--- Data records ---

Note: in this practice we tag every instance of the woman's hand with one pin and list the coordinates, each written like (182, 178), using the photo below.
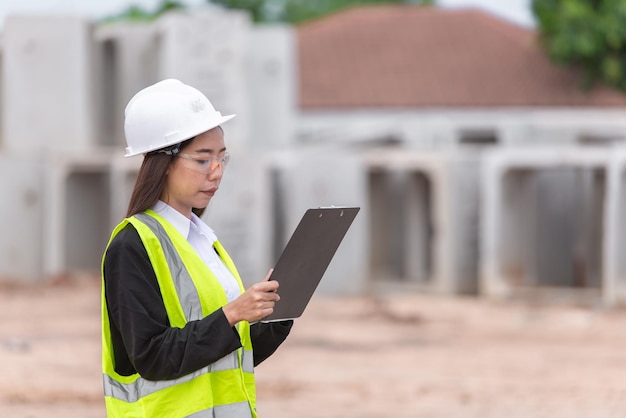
(255, 303)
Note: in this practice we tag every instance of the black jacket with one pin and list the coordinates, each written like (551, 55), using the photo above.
(143, 341)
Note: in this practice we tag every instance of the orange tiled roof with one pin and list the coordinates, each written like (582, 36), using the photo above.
(424, 57)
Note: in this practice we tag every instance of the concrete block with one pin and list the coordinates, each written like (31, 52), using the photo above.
(424, 214)
(23, 215)
(542, 219)
(119, 48)
(47, 84)
(79, 212)
(208, 50)
(272, 86)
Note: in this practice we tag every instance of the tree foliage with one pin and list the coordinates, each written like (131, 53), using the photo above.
(297, 11)
(586, 34)
(136, 13)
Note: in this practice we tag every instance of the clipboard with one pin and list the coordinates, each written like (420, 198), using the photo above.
(306, 257)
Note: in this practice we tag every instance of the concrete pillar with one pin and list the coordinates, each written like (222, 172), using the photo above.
(47, 84)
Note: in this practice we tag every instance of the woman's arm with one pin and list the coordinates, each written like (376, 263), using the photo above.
(267, 337)
(143, 341)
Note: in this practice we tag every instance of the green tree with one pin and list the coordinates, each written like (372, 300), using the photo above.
(297, 11)
(586, 34)
(136, 13)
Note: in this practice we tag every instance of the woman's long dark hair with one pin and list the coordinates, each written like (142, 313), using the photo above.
(151, 181)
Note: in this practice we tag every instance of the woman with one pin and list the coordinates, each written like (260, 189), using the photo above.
(176, 331)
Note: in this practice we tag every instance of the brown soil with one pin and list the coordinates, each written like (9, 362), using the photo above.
(401, 356)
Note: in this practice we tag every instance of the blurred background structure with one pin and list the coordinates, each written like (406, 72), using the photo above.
(481, 167)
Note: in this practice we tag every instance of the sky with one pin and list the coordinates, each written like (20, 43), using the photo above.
(516, 11)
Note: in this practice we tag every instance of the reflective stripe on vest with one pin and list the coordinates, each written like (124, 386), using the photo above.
(131, 392)
(133, 388)
(187, 293)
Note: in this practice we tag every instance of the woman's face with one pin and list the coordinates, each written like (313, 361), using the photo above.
(194, 175)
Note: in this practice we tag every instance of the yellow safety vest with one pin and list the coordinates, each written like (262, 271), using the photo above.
(224, 389)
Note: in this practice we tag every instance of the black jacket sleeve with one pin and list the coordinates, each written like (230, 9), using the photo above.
(266, 337)
(142, 338)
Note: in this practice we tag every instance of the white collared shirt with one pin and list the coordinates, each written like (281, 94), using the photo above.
(202, 239)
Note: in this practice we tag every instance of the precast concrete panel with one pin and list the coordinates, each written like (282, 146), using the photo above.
(128, 56)
(47, 84)
(209, 51)
(272, 86)
(614, 244)
(78, 196)
(543, 217)
(23, 216)
(424, 215)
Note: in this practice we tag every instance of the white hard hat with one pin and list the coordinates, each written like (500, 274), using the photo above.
(167, 113)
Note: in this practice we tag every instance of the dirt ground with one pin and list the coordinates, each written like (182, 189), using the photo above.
(394, 356)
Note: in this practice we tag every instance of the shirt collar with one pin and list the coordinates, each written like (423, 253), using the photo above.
(181, 222)
(177, 219)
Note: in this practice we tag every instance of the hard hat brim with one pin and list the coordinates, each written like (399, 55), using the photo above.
(191, 134)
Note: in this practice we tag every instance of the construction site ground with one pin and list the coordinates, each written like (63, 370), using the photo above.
(398, 355)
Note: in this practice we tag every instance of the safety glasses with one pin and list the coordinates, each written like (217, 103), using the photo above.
(205, 164)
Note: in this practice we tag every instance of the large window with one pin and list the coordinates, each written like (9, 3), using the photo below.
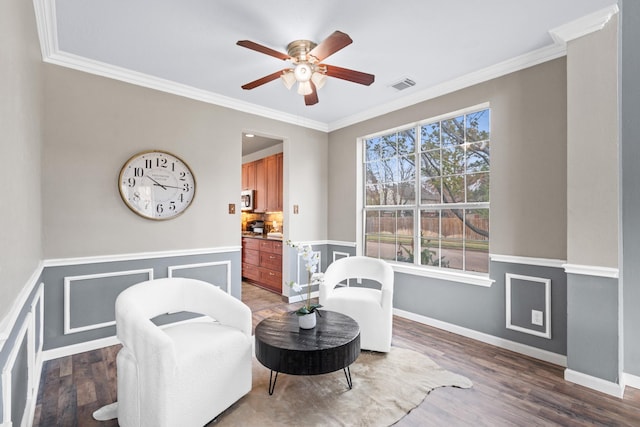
(427, 193)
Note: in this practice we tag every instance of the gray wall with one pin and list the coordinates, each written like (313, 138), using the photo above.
(528, 159)
(592, 200)
(630, 158)
(528, 202)
(94, 287)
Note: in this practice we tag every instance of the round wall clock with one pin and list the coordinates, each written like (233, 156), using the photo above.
(157, 185)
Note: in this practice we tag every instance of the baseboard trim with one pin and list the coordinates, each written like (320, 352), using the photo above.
(538, 262)
(631, 381)
(594, 383)
(591, 270)
(69, 350)
(547, 356)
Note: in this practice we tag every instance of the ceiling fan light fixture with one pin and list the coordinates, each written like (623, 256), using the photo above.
(303, 72)
(288, 79)
(304, 88)
(318, 79)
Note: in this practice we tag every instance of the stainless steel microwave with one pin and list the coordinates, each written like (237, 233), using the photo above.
(246, 200)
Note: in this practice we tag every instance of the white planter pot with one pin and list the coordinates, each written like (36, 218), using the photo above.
(307, 321)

---

Convert the entire listing above into a numbered list, omitting any blank lines and leaving the pictures out.

1. Note: in this practice we tag every instance of the woman's hand with one pin and list the coordinates, each written like (182, 178), using the photo below.
2. (255, 303)
3. Note: in this practice we tag every instance of the black jacket with one pin and list the coordinates, each written like (551, 55), using the photo above.
4. (143, 341)
5. Note: in this practice we tag every instance of the orange tiled roof with one pin and list the coordinates, each written like (582, 36), using the photo above.
6. (424, 57)
7. Note: in this practice we tag every instance of the concrete block with one pin and list the coordinates, each written like (31, 52), using the photo above.
8. (424, 214)
9. (23, 215)
10. (542, 219)
11. (119, 48)
12. (47, 84)
13. (79, 212)
14. (208, 50)
15. (272, 86)
16. Note: in this practice we tag every instance of the tree foliage with one pin and list the coordinates, each written like (131, 53), using the photo above.
17. (297, 11)
18. (586, 34)
19. (136, 13)
20. Note: in this practice we tag every instance of the clipboard with one pin and list the coordinates, each written like (420, 198), using the photo above.
21. (306, 257)
22. Note: in this practice we tag every instance of the concrete pillar with one pin and list the coordinates, each written like (222, 172), using the photo above.
23. (47, 84)
24. Note: in this practice we tag every instance of the woman's arm with one pin and list the coordinates, each written like (376, 263), using the photo above.
25. (267, 337)
26. (143, 341)
27. Note: in this practice we tag every instance of the green tree with one pin and list the coordinates, each written like (372, 300), using the photo above.
28. (297, 11)
29. (586, 34)
30. (136, 13)
31. Note: in this practice we tag every instance of the woman's long dark hair with one pin and list the coordinates, each written like (142, 313), using the photo above.
32. (151, 181)
33. Note: in this practice we tag every instance of the woman with one pin and list the coordinates, each written like (260, 189), using the photo above.
34. (176, 331)
35. Note: in this practice we tag every instance of the brown soil with one pin and list the coordinates, each written like (9, 362), using the photo above.
36. (401, 356)
37. Note: in this practice we tag every instance of the blurred background structure with one pin and list the coordinates, each written like (406, 72), using the photo above.
38. (481, 167)
39. Note: in this practice we tag every instance of the sky with one pin and list the coordinates, each written like (20, 43), using the photo above.
40. (516, 11)
41. Note: in this practice we tag every instance of the reflective stripe on vest with one pin and list the coordinates, each written like (124, 386), using the photo above.
42. (131, 392)
43. (133, 388)
44. (187, 293)
45. Note: in this practice we tag every instance of the woman's face with one pin and list the coordinates, each written like (313, 361), using the photo above.
46. (194, 175)
47. Note: in this practice we tag every instance of the yellow safety vest with one pin and list the coordinates, each written like (262, 271), using the photo above.
48. (224, 389)
49. Note: in this practice we tag every instance of the black jacket sleeve with one pin and list the coordinates, each written like (230, 9), using the photo above.
50. (266, 337)
51. (142, 338)
52. Note: in this practice we tag every instance of the white collared shirt with one pin and list the coordinates, each written like (281, 94), using the photo above.
53. (202, 239)
54. Note: in this practice we tag every instance of the precast concrete panel with one pin and list the coordinates, each written like (282, 146), using the photo above.
55. (128, 56)
56. (47, 84)
57. (209, 51)
58. (272, 86)
59. (614, 244)
60. (78, 196)
61. (543, 217)
62. (23, 216)
63. (424, 215)
64. Note: in this practice we tag every instance of the white hard hat with one pin and list the coordinates, each written like (500, 274), using the photo above.
65. (167, 113)
66. Note: in this practice we tag every instance of the dirt ground with one pin and list the coordinates, each written like (182, 189), using the photo above.
67. (394, 356)
68. Note: in this practice we tag every instance of the shirt collar with one pin and list the coordinates, each written like (423, 253), using the photo above.
69. (181, 222)
70. (177, 219)
71. Note: in this practice we tag every instance of the hard hat brim with one pin and list the coordinates, each written like (399, 55), using the photo above.
72. (191, 134)
73. Note: in this practice we tag every instance of the construction site ground with one pin and list the coordinates, each written like (63, 370), using the photo above.
74. (398, 355)
75. Note: in this practice we tag every instance of the safety glasses with one pin and list the coordinates, each written like (217, 103), using the photo above.
76. (205, 164)
77. Note: in this practice we tag every instance of the large window with one pin and list the coordinates, each written like (9, 3), using the photo below.
78. (427, 193)
79. Note: in this practice we tag every instance of the gray wall with one pin and list the coordinates, each written like (313, 138), using the photo above.
80. (528, 159)
81. (592, 200)
82. (630, 158)
83. (528, 202)
84. (94, 287)
85. Note: in this practice we tag every instance of the round wall clock with one pin and list the coordinates, each written like (233, 156), using the photo above.
86. (157, 185)
87. Note: in this practice we tag every instance of the baseboard trim with one pin and list the coordinates, each written like (320, 352), using the photo above.
88. (538, 262)
89. (631, 381)
90. (594, 383)
91. (591, 270)
92. (69, 350)
93. (547, 356)
94. Note: in this practice we tag every instance of the ceiling fan light fixture with one pin and list the coordinates, each written like (623, 256), using the photo above.
95. (303, 72)
96. (288, 79)
97. (304, 88)
98. (318, 79)
99. Note: in this practice we tag every instance of the stainless steel microwave with one pin and list the coordinates, each written like (237, 233), using the photo above.
100. (246, 200)
101. Note: in this practice we tag every instance of the white planter pot with one pin and list the coordinates, each written like (36, 218), using the photo above.
102. (307, 321)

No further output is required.